─── TEXTAUSZUG
Das Interesse auf dem verschneiten Zürichberg hielt sich in Grenzen, der Konferenzraum in der FIFA-Zentrale war trotz der "historischen Entscheidung" für den Weltfußball nicht einmal zur Hälfte gefüllt. Also nahm FIFA-Präsident Gianni Infantino sofort Anlauf, um den am Samstagmittag offiziell ins Regelwerk aufgenommenen Videobeweis auf die größtmögliche Bühne zu hieven.
Videobeweis in Regeln aufgenommen
"Bei der WM können wir es uns nicht leisten, dass ein potenzieller Schiedsrichter-Fehler gravierende Folgen hat", sagte der Schweizer mit Nachdruck: "Wir leben in einer digitalen Ära und können die Augen vor solchen Neuerungen nicht mehr verschließen. Ich bin überzeugt, dass die Technik dabei helfen wird, dass wir eine gerechtere WM sehen werden."
Infantino muss Werbung machen
Die Entscheidung über den WM-Einsatz trifft das von Infantino angeführte FIFA-Council mit DFB-Präsident Reinhard Grindel am 16. März in Kolumbiens Hauptstadt Bogota - nach dem einstimmigen, für die Ligen und Verbände aber nicht verpflichtenden Votum des International Football Association Board (IFAB) in Zürich ist das Stand heute aber reine Formsache.
Voraussetzung sei, dass Infantino "uns die Zuversicht vermittelt, dass die Workshops und technischen Vorbereitungen ausreichen, damit die Schiedsrichter die Vorgaben des IFAB-Protokolls sachgerecht umsetzen", sagte Grindel: "Wichtig ist auch, dass die Schiedsrichter-Teams so zusammengesetzt sind, dass eine klare Kommunikation gewährleistet ist."
Das IFAB versuchte, mit Fakten zu überzeugen. Bei den rund 1000 Spielen, die in der zweijährigen Testphase Teil des Video-Experimentes waren, "ist die Genauigkeit der Schiedsrichter-Entscheidungen auf 99 Prozent gestiegen", sagte Infantino. Das deckte sich mit den jüngsten Erfahrungen in der Bundesliga, wo der "VAR" (Video Assistant Referee) zuletzt immer hilfreicher wurde.
Auch deutsche Klubs befassen sich mit Videobeweis
Die 36 Klubs der Deutschen Fußball Liga (DFL) werden sich im Rahmen ihrer Mitgliederversammlung am 22. März mit dem weiteren Vorgehen befassen. DFL-Geschäftsführer Christian Seifert hatte aber im Interview mit der britischen Times bereits angekündigt, im Falle eines positiven IFAB-Votums auch in der kommenden Saison auf die Technik zu setzen - vielleicht sogar in der 2. Liga.
"Jeder Verband muss für sich entscheiden", sagte Infantino. Positive Signale gab es zuletzt auch aus der spanischen Liga, die italienische Serie A nimmt wie die Bundesliga an der Testphase teil. In der Champions League wird das Hilfsmittel für die Schiedsrichter dagegen vorerst nicht zum Einsatz kommen. Die Klubs der englischen Premier League scheinen derzeit ebenso zurückhaltend zu sein.
"Grauzonen" existieren weiterhin
Einzelne Negativschlagzeilen wie nach dem 6:1 von Tottenham Hotspur gegen den AFC Rochdale im englischen FA Cup mit teils absurden VAR-Szenen (lange Spielunterbrechungen, schwer nachvollziehbare Entscheidungen) spielten am Samstag aber keine Rolle. Gut vier Stunden berieten die Mitglieder des IFAB über das Pro und Contra.
"Wenn wir den Schiedsrichtern helfen können, gerechtere Entscheidungen zu treffen, dann sollten wir das tun", sagte Infantino. Es gebe aber immer noch einige "Grauzonen" und "Dinge zu verbessern". Neben dem Videobeweis wurden am Samstag vom IFAB noch die Möglichkeit einer vierten Auswechslung in der Verlängerung sowie die Verwendung von "elektronischen Kommunikationsmitteln" auf der Trainerbank abgesegnet.
──────
─── EXTRAHIERTE DATEN
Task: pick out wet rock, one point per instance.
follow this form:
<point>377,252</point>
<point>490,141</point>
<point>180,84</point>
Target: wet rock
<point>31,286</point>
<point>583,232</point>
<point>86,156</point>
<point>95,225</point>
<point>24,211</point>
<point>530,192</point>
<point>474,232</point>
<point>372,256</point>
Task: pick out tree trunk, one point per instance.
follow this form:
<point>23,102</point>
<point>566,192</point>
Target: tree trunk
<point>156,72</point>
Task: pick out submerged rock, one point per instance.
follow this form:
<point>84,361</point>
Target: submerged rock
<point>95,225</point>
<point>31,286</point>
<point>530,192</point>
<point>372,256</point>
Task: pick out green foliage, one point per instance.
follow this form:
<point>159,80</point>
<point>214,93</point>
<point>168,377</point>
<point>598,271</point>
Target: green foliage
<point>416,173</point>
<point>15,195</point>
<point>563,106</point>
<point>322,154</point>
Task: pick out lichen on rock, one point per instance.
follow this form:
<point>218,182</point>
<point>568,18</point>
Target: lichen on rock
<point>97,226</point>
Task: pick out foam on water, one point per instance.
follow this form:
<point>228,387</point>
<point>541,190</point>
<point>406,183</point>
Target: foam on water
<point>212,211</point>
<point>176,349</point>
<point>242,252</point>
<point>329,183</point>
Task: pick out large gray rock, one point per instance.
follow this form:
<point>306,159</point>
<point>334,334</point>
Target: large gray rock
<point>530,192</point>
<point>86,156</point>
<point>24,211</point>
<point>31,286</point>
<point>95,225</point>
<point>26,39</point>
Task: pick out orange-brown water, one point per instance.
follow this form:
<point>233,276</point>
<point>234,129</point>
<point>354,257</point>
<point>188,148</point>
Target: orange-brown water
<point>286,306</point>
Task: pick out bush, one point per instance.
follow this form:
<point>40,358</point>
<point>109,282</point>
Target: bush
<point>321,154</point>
──────
● ZU LÖSENDE AUFGABE
Gib die Passage des Textauszugs zwischen „Auch deutsche Klubs“ und „der 2. Liga.“ einschließlich wortgetreu wieder. Die Datensätze sind eigenständiges Material und gehören nicht zum Textauszug.

● ANTWORTFELD
Auch deutsche Klubs befassen sich mit Videobeweis
Die 36 Klubs der Deutschen Fußball Liga (DFL) werden sich im Rahmen ihrer Mitgliederversammlung am 22. März mit dem weiteren Vorgehen befassen. DFL-Geschäftsführer Christian Seifert hatte aber im Interview mit der britischen Times bereits angekündigt, im Falle eines positiven IFAB-Votums auch in der kommenden Saison auf die Technik zu setzen - vielleicht sogar in der 2. Liga.